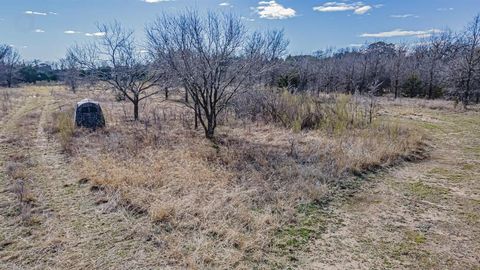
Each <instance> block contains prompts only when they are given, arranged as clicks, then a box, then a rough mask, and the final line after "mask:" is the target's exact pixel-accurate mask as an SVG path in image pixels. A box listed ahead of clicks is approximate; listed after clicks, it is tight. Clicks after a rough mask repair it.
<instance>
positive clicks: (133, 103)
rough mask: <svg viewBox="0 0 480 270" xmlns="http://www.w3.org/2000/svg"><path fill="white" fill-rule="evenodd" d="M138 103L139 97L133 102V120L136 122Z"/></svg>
mask: <svg viewBox="0 0 480 270" xmlns="http://www.w3.org/2000/svg"><path fill="white" fill-rule="evenodd" d="M138 103H139V100H138V97H135V99H134V100H133V119H134V120H135V121H138Z"/></svg>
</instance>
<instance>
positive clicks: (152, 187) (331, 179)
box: [50, 92, 422, 269]
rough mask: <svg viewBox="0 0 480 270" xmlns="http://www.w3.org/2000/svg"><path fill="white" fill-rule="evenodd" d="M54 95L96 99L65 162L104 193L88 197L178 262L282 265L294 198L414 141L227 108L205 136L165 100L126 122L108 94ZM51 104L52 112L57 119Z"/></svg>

|---|

Pictures aside, reproduce every record exactly as it stands.

Each <instance> block contains prompts only when they are given, arranged as clicks, then a box, then a rough mask, and the final line after "mask:" is the target's exact pixel-accurate mask as an SVG path in image pixels. A box listed ahead of clicks is approximate; listed after clicks, it is tight. Clicks after a rough mask repair it.
<instance>
positive clicks: (133, 103)
rough mask: <svg viewBox="0 0 480 270" xmlns="http://www.w3.org/2000/svg"><path fill="white" fill-rule="evenodd" d="M138 103L139 97L133 102V120L136 122Z"/></svg>
mask: <svg viewBox="0 0 480 270" xmlns="http://www.w3.org/2000/svg"><path fill="white" fill-rule="evenodd" d="M138 103H139V100H138V97H135V99H134V100H133V119H134V120H135V121H138Z"/></svg>
</instance>
<instance>
positive clicks: (152, 187) (331, 179)
box: [50, 92, 422, 269]
rough mask: <svg viewBox="0 0 480 270" xmlns="http://www.w3.org/2000/svg"><path fill="white" fill-rule="evenodd" d="M54 95L96 99L65 162L104 193L88 197L178 262L282 265L294 198L414 141L227 108L205 136L165 100L126 122L108 94ZM51 104L52 112L57 119Z"/></svg>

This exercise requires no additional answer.